▶ Written task 1: Transfer every line of the rows in the part that opens with the line containing "Exercise. Put one point on every instance of the weathered" and closes with the line containing "Exercise. Put one point on every instance of the overturned". Add 125 to each x and y coordinate, and change nothing else.

▶ Provided text:
With the deepening of research, some researchers have proposed a kind of recursive data center network fault-tolerant method, which automatically classifies data in the process of data input, inputs different types of data in batches, and timely processes and repairs according to different types of data if data loss occurs [11]. This method does not fundamentally solve the problem of intermediate data generated in the process of cloud computing operation, nor does it propose a fault-tolerant method with strong applicability. Based on the analysis of intermediate data errors by using empirical formulas, other researchers have established a monitoring model to monitor the abnormal state of data input by using the parameters generated in the process of data transmission. When the state reaches a certain abnormal peak, the data input will be stopped immediately. The whole process of cloud computing transmission will be checked and evaluated to deal with potential problems in time. However, this method does not deal with intermediate data or repair intermediate data, but only establishes a monitoring and analysis model to judge the occurrence of potential risks in time, which has some limitations [12].

At the same time, with the development of the economy, the research on cost-benefit analysis is also on the rise. Relevant researchers combine cost-benefit analysis with machine learning algorithms and use data mining ideas to mine the rules of cost-benefit analysis to provide auxiliary support for decision-making [13]. Some relevant researchers establish statistical curves based on cost-benefit data and establish analytical models based on the rules found in the statistical process [14]. It can be seen that the combination of cost-benefit analysis and computer means has become a major research trend.

Through in-depth combing of the current research status, it can be found that the recursive data center network fault tolerance method and coding and decoding technology are widely used in cloud computing. But the recursive data center network fault tolerance method can not deal with the fault tolerance problem well. The recursive way is easy to affect the accuracy of the fault tolerance process, and the application of coding and decoding technology is simple. But the process is cumbersome.

To sum up, through the summary and analysis of the research status of cost-benefit analysis and cloud computing fault-tolerant methods, we can know that the research of intermediate data fault-tolerant methods of cloud computing accounting service platform supporting cost-benefit analysis is feasible. Therefore, through the understanding of accounting cost analysis, this study uses the network environment of accounting service platform to collect data from internal and external accounting service systems, transmit them to the data warehouse of data processing and storage layer for storage, and then construct a fault-tolerant model of intermediate data, which is solved by ant colony algorithm to analyze the cost-benefit and other accounting services. The interactive interface with the user is output so that the platform has higher intermediate data fault-tolerant efficiency.

▶ Written task 2: Reproduce the part of the cloud computing text that opens with the words containing "At the same" and closes with "major research trend.".

▶ Data provided:

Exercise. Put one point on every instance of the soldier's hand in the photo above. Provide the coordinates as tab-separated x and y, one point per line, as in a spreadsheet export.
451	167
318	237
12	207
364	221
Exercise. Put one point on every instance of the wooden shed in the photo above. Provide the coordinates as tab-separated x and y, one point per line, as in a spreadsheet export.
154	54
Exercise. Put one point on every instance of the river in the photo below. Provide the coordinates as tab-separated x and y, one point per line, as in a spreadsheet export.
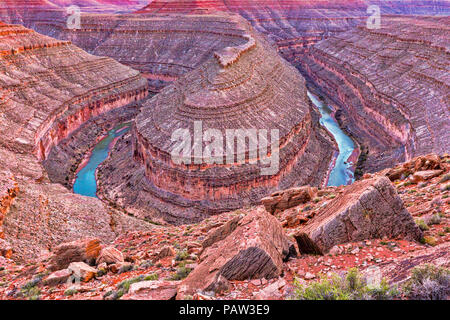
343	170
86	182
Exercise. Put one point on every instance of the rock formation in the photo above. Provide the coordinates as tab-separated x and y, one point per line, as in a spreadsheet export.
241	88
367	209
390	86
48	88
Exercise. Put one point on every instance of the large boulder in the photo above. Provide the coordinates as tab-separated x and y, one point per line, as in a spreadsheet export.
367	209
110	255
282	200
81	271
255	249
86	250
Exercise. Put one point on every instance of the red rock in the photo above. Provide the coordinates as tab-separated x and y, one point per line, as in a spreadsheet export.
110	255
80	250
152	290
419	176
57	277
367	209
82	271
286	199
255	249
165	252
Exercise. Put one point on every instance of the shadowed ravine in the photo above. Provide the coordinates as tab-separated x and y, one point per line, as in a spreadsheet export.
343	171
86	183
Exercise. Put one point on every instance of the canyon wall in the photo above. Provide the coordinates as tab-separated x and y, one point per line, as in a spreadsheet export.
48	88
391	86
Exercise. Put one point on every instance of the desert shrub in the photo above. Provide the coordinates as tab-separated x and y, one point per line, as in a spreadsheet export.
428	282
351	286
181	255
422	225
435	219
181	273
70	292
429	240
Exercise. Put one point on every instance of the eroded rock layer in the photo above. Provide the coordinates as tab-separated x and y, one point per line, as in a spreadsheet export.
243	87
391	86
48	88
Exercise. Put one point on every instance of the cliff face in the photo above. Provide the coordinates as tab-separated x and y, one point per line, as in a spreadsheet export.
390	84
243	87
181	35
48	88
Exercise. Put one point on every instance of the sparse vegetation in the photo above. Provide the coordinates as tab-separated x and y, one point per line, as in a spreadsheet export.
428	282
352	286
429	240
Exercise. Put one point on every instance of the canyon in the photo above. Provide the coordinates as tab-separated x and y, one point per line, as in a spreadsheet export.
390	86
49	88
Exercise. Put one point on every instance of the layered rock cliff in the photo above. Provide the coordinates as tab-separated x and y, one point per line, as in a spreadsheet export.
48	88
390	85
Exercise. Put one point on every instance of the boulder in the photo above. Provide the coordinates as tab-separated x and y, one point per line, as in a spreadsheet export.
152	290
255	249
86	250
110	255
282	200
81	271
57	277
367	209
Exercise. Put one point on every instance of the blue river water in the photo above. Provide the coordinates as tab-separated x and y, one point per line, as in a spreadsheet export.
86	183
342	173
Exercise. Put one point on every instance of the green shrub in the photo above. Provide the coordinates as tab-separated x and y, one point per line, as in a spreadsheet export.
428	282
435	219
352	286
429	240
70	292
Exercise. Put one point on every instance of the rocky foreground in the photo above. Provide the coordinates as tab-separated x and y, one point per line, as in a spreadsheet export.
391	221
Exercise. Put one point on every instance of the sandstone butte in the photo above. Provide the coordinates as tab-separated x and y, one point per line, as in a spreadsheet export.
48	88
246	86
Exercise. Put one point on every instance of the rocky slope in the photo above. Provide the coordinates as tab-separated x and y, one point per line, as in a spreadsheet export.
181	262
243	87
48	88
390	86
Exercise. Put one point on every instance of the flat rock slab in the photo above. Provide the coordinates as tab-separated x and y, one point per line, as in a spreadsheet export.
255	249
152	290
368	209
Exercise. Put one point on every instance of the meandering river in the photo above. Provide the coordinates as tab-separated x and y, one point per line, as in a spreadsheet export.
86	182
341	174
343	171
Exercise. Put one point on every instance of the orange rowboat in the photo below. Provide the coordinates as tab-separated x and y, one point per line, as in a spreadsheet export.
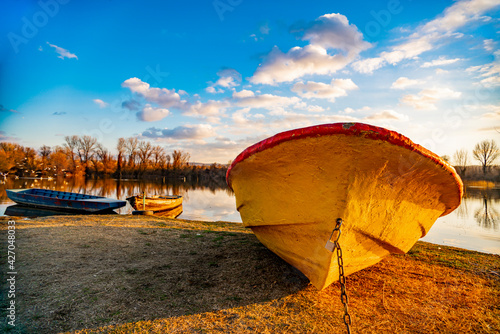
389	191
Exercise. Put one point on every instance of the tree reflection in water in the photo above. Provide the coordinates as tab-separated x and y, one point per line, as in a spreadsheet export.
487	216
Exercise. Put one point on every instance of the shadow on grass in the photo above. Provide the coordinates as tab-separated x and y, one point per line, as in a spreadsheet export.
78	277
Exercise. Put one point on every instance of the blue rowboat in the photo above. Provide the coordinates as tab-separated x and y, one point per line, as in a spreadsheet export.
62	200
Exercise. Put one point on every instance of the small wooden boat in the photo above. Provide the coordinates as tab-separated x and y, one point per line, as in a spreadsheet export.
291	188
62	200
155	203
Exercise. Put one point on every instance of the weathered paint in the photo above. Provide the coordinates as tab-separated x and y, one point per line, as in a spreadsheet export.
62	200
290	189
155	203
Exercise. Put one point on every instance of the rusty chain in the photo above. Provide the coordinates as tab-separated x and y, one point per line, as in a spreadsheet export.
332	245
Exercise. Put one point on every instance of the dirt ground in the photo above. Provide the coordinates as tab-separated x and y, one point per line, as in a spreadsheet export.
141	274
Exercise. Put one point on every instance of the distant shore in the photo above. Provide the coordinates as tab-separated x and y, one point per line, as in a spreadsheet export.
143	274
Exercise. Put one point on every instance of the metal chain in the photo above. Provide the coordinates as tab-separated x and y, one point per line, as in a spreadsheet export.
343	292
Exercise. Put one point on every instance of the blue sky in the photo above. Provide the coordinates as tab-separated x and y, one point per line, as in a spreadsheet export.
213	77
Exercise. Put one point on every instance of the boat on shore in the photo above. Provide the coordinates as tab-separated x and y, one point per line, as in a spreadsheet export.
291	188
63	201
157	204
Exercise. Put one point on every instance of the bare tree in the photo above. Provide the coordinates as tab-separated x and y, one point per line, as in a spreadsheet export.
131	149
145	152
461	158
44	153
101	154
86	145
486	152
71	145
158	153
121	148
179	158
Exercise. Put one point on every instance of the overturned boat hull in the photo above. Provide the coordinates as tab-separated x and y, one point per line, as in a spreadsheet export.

--

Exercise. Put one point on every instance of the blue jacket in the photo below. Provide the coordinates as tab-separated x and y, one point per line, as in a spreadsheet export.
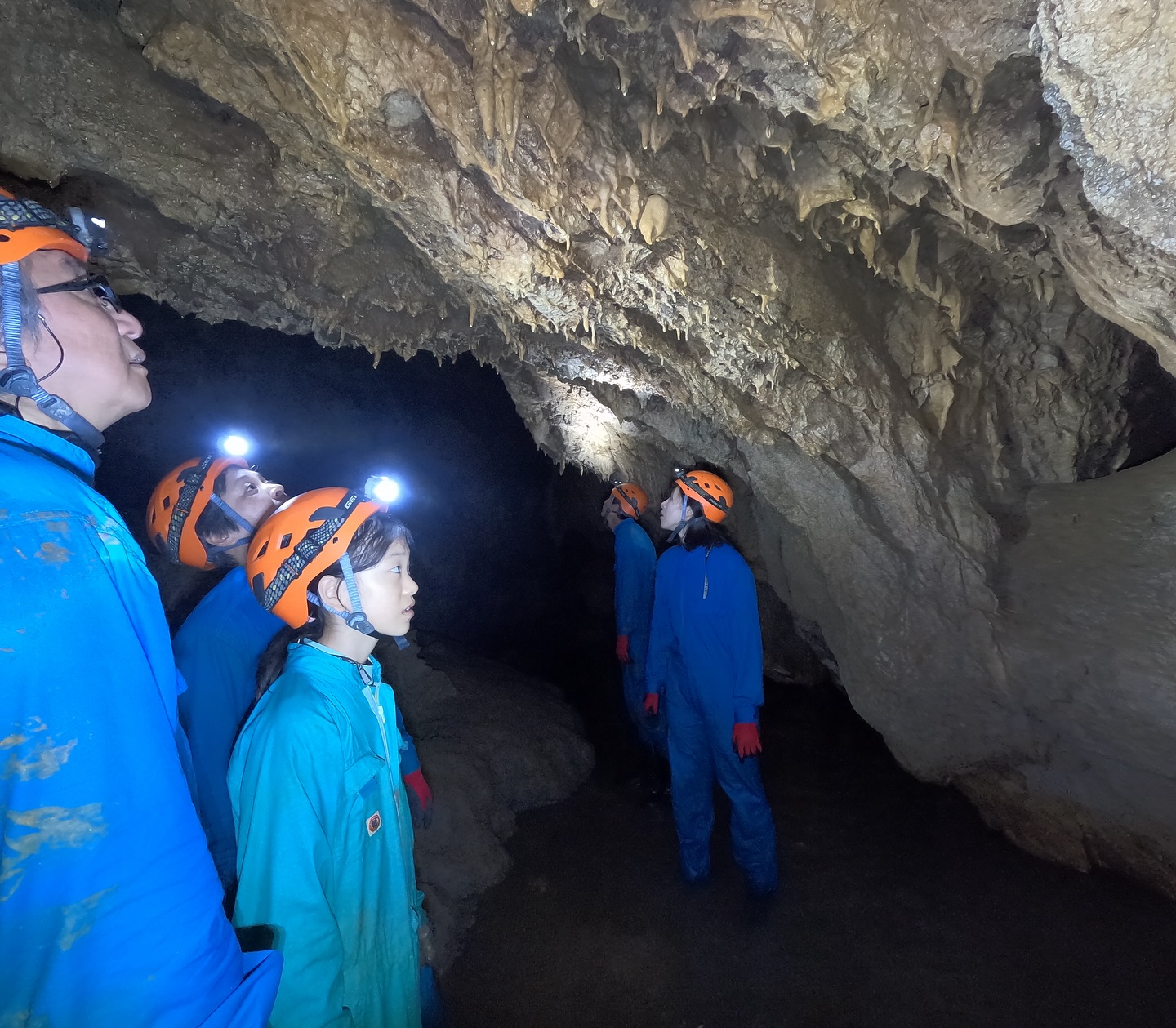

▶ Full solution 1:
Exercise. Put one point on every instance of the weathered paint in the photo above. Provide the coordinates as tab-separated x and y, one point per line, as in a spreadsheet export.
187	325
415	314
280	328
Exercise. Put one point on every instance of the rusty chain in the photo above. Provide the coordinates as tab-separated x and y, one point per line, as in a spreadsheet export.
457	370
Exercise. Put one point on every instance of the dirt ground in the photo above. Provide the coordinates as tab-separated x and y, one point per line, as in a spreadsheet export.
266	399
Exercise. Put one point on every instance of the distant shore in the photo above. Provide the coordinates as tab-separated x and y, one point per line, as in a spreadsheet export.
268	399
Exercise. Put one point on every instance of the metal chain in the photo above. Provide the coordinates as tab-separated x and y, one point per line, as in a spreadsheet export.
468	417
Exercise. Put one point on every instance of the blue sky in the photo above. Provide the coordinates as tab-separated x and y, one point per line, as in a spreadsheet export.
338	202
Exercise. Put one point on every instance of the boat on shore in the photo above. Provide the coordinates as tab-separated x and y, one point per line, as in a spreadsheet export.
416	313
188	326
282	329
Exercise. Put one point on every instance of the bare tree in the photo above. Provide the coordinates as tab-separated x and y, one point per line, as in a spreadsheet export.
256	274
270	277
586	283
169	278
226	279
211	270
611	277
196	270
283	278
246	273
304	283
Exercise. Put one point on every instance of the overturned boat hull in the photo above. Provide the coordinates as tab-separated x and y, one point per line, as in a spreadsheet export.

▶ Full solution 2:
At the same time, with the development of the economy, the research on cost-benefit analysis is also on the rise. Relevant researchers combine cost-benefit analysis with machine learning algorithms and use data mining ideas to mine the rules of cost-benefit analysis to provide auxiliary support for decision-making [13]. Some relevant researchers establish statistical curves based on cost-benefit data and establish analytical models based on the rules found in the statistical process [14]. It can be seen that the combination of cost-benefit analysis and computer means has become a major research trend.